• [WHAT TO DO]
Which lines run from the one containing "black and tan dog -> box" to the end of the entries below? Reproduce them exactly, both ends included.

------------------------------

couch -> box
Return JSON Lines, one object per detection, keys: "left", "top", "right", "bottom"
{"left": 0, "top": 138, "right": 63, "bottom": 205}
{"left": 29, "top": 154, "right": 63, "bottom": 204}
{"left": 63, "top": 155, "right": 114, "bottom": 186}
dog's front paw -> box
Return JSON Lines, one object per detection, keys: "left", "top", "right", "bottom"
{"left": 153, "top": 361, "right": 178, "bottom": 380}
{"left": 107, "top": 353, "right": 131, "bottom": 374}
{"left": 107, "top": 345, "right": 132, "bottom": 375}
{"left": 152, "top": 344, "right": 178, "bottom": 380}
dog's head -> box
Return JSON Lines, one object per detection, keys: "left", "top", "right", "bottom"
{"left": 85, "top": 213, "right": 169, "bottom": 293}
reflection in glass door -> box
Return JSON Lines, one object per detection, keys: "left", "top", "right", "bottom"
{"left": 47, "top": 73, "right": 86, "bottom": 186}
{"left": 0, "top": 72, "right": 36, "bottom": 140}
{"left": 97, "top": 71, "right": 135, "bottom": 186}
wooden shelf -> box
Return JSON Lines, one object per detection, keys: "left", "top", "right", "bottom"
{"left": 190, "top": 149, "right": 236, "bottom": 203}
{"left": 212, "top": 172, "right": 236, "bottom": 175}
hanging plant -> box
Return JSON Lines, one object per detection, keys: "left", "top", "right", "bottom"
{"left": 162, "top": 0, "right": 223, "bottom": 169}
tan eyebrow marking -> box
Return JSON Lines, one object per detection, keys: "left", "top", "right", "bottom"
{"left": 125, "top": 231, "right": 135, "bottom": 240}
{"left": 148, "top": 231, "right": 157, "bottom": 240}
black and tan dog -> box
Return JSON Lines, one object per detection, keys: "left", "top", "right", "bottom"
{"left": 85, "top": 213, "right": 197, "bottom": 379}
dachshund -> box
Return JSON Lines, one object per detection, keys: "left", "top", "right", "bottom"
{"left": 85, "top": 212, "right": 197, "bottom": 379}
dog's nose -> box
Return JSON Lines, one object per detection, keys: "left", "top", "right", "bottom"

------------------------------

• [EXPECTED ANSWER]
black and tan dog -> box
Return JSON Lines, one object per detection, keys: "left", "top", "right", "bottom"
{"left": 85, "top": 213, "right": 197, "bottom": 379}
dachshund -> box
Return JSON Lines, one object per detection, keys: "left", "top", "right", "bottom"
{"left": 85, "top": 212, "right": 197, "bottom": 379}
dog's nose -> box
Return JSON Lines, one object per detection, keys: "left", "top", "right", "bottom"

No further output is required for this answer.